* _DATASET RECORDS_:
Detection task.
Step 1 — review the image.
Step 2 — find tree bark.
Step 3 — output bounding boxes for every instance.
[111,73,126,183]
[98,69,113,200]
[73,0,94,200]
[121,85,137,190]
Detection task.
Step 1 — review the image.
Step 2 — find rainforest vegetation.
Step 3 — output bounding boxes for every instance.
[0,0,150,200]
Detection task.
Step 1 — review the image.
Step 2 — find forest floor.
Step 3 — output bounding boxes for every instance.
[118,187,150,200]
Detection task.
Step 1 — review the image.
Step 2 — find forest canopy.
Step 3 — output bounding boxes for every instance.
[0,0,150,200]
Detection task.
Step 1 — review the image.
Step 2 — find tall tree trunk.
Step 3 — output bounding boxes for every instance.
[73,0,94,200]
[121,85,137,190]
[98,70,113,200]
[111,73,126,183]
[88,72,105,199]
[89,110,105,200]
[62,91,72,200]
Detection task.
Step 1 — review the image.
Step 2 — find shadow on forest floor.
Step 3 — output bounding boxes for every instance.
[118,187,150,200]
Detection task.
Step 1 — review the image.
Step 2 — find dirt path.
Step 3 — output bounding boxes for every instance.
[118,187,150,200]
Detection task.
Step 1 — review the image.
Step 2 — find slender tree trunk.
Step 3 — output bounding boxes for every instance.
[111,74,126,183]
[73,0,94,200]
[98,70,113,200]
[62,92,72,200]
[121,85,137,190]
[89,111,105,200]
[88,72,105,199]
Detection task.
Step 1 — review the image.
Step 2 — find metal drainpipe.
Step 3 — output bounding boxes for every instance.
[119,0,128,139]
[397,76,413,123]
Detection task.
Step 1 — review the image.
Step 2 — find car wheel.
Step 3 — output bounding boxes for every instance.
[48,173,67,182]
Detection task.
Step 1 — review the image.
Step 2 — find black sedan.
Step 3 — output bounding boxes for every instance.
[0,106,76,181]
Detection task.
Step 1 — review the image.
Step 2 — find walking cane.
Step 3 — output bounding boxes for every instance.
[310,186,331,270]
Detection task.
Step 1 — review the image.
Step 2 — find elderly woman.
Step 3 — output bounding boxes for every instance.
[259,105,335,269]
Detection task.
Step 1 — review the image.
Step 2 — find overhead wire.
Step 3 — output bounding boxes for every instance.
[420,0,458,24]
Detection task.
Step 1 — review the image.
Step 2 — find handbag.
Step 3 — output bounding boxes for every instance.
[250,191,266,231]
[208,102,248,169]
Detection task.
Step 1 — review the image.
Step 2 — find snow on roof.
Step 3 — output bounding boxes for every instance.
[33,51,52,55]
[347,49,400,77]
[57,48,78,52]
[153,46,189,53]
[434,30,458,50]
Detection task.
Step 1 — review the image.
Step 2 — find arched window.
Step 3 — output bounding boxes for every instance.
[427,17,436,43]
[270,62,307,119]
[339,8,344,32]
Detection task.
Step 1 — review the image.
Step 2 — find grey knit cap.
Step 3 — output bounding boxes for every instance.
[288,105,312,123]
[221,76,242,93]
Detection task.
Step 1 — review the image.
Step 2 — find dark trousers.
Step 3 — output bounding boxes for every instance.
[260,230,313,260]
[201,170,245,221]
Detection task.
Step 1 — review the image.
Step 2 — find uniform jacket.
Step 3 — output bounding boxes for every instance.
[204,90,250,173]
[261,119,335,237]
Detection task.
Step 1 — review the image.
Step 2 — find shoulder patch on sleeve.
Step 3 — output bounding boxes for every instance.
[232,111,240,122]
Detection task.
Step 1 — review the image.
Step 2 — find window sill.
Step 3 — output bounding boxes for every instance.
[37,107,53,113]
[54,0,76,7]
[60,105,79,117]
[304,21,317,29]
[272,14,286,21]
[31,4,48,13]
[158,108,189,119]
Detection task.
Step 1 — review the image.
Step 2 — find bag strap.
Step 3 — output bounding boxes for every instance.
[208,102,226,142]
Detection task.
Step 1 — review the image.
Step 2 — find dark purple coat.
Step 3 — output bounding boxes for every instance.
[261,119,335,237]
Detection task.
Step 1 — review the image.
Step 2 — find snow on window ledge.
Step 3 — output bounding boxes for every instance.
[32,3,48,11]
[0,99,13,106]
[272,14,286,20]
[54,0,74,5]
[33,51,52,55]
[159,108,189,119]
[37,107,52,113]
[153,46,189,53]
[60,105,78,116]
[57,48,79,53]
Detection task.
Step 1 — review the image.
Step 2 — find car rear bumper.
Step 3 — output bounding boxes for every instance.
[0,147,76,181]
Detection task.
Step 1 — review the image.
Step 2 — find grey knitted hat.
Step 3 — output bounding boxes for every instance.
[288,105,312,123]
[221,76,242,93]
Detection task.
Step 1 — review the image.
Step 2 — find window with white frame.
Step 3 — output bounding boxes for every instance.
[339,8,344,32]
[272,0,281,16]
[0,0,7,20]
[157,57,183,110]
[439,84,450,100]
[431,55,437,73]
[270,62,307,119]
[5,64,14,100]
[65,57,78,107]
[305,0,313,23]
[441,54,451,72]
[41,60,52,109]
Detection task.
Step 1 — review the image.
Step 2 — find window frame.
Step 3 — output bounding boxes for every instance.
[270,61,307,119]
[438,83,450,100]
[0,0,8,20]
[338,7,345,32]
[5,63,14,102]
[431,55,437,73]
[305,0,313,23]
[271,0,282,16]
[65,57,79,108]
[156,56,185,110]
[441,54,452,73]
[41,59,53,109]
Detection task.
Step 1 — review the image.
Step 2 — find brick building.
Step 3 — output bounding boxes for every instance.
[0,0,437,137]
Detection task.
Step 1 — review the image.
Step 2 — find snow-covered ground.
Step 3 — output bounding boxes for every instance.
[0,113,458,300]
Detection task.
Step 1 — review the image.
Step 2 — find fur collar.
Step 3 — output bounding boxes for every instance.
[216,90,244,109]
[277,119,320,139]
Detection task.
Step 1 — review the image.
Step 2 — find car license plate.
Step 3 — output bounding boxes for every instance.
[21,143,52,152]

* _STATED PROBLEM_: Switch every occurrence of "review" in the entries above to "examine", and reproduce all of the entries with everything else unchanged.

* _TASK SOLUTION_:
Detection task.
Step 1 — examine the image.
Step 2 — find tree bark.
Step 3 — output bounding boxes for every instance.
[111,73,126,183]
[98,69,113,200]
[73,0,94,200]
[121,85,137,190]
Detection task.
Step 1 — examine the image.
Step 2 — find rainforest vegetation.
Step 3 — output bounding boxes for every instance.
[0,0,150,200]
Detection task.
Step 1 — examine the image.
Step 2 — find forest floor.
Step 3 — output bounding boxes for every instance.
[118,187,150,200]
Detection task.
Step 1 — examine the image.
Step 2 — find forest canopy.
Step 3 — output bounding boxes for every instance.
[0,0,150,200]
Detection task.
Step 1 — examine the image.
Step 2 — find tall tree trunk.
Step 3 — output bounding boxes for every instance.
[73,0,94,200]
[121,85,137,190]
[98,70,113,200]
[111,73,126,183]
[88,72,105,199]
[89,110,105,200]
[62,91,72,200]
Detection task.
Step 1 — examine the image.
Step 2 — find shadow on forest floor.
Step 3 — output bounding boxes for every instance.
[118,187,150,200]
Detection task.
Step 1 — examine the image.
Step 2 — find dirt path.
Step 3 — output bounding boxes for every instance.
[118,187,150,200]
Detection task.
Step 1 — examine the image.
Step 2 — find slender tree trunk.
Step 3 — output bounding boxes for every instance.
[111,74,126,183]
[73,0,94,200]
[98,70,113,200]
[62,92,72,200]
[121,85,137,190]
[89,111,105,200]
[88,72,105,199]
Detection task.
Step 1 — examine the image.
Step 2 — find metal drainpipe.
Step 3 — output bounding boxes for every instance.
[119,0,128,139]
[397,76,413,123]
Detection task.
Step 1 — examine the image.
Step 2 — find car wheel.
Step 3 — output bounding boxes for every instance.
[48,173,67,182]
Detection task.
Step 1 — examine the image.
Step 2 — find black sedan.
Step 3 — output bounding boxes for every instance.
[0,106,76,181]
Detection task.
Step 1 — examine the image.
Step 2 — find walking cane.
Step 3 — output bounding boxes for every instance.
[310,186,331,270]
Detection task.
Step 1 — examine the image.
Step 2 — find elderly woman.
Step 3 — output bounding boxes for every instance.
[259,105,335,269]
Detection task.
Step 1 — examine the image.
Step 2 — find overhead wire.
Step 3 — output bounding boxes for every instance.
[420,0,458,24]
Detection task.
Step 1 — examine the image.
Step 2 — find handbag.
Step 3 — output bounding boxes for every instance.
[250,191,266,231]
[208,102,248,169]
Detection task.
Step 1 — examine the image.
Step 2 — find snow on roof.
Step 3 — output bounding boxes for every instance.
[33,51,52,55]
[347,49,400,77]
[57,48,78,52]
[153,46,189,53]
[434,30,458,50]
Detection task.
Step 1 — examine the image.
Step 2 — find arched window.
Step 3 — output bounding boxes for every instance.
[427,17,436,43]
[270,62,307,119]
[339,8,344,32]
Detection task.
Step 1 — examine the image.
Step 2 — find grey knit cap.
Step 3 — output bounding boxes for every instance.
[288,105,312,123]
[221,76,242,93]
Detection task.
Step 1 — examine the image.
Step 2 — find dark trousers.
Step 3 — output bounding boxes for every instance.
[260,230,313,260]
[201,170,245,221]
Detection task.
Step 1 — examine the image.
Step 2 — find uniform jacket.
Step 3 — output bounding boxes for every instance.
[204,90,250,173]
[261,119,335,237]
Detection task.
Step 1 — examine the image.
Step 2 — find shoulder patch on sleeve.
Step 3 — output bounding boxes for every instance.
[232,111,240,122]
Detection task.
Step 1 — examine the image.
Step 2 — find window sill.
Step 3 — output bounding boxes for every instance.
[37,107,53,113]
[54,0,76,7]
[60,105,79,117]
[304,21,317,29]
[272,14,286,21]
[31,4,48,13]
[158,108,189,119]
Detection task.
Step 1 — examine the image.
Step 2 — find bag strap.
Step 3 — output bounding boxes for every instance.
[208,102,226,142]
Detection task.
Step 1 — examine the image.
Step 2 — find dark purple coat.
Step 3 — output bounding boxes for every instance.
[261,119,335,237]
Detection task.
Step 1 — examine the image.
Step 2 — find snow on window ledge.
Step 3 — output bounding boxes for every instance.
[32,3,48,11]
[0,99,13,106]
[272,14,286,20]
[54,0,74,5]
[33,51,52,55]
[159,108,189,119]
[37,107,52,113]
[153,46,189,53]
[60,105,78,116]
[57,48,79,53]
Detection task.
Step 1 — examine the image.
Step 2 — find car rear bumper.
Step 3 — output bounding boxes for every instance.
[0,147,76,181]
Detection task.
Step 1 — examine the image.
Step 2 — find grey knitted hat.
Step 3 — output bounding boxes for every instance.
[288,105,312,123]
[221,76,242,93]
Detection task.
Step 1 — examine the image.
Step 2 — find window with white frame.
Step 3 — output bounding boxes for every instance.
[339,8,344,32]
[272,0,281,16]
[0,0,7,20]
[157,57,183,110]
[439,84,450,100]
[431,55,437,73]
[270,62,307,119]
[5,64,14,100]
[65,57,78,107]
[305,0,313,23]
[441,54,451,72]
[41,60,52,109]
Detection task.
Step 1 — examine the image.
Step 2 — find window frame.
Step 3 — output bounding boxes for every instance.
[270,61,307,119]
[438,83,450,100]
[0,0,8,20]
[338,7,345,32]
[5,63,14,102]
[431,55,437,73]
[305,0,313,23]
[271,0,282,16]
[65,57,79,108]
[156,56,185,110]
[441,54,452,73]
[41,59,53,109]
Detection task.
Step 1 — examine the image.
Step 2 — find brick building.
Step 3 — output bounding boxes for every instance.
[0,0,437,137]
Detection task.
Step 1 — examine the image.
Step 2 — find snow-covered ground.
Step 3 — output bounding boxes for every instance.
[0,113,458,300]
Detection task.
Step 1 — examine the image.
Step 2 — find fur collar.
Step 3 — output bounding boxes for every instance.
[216,90,244,109]
[277,119,320,139]
Detection task.
Step 1 — examine the image.
Step 2 — find car license plate.
Step 3 — output bounding boxes for every instance.
[21,143,52,152]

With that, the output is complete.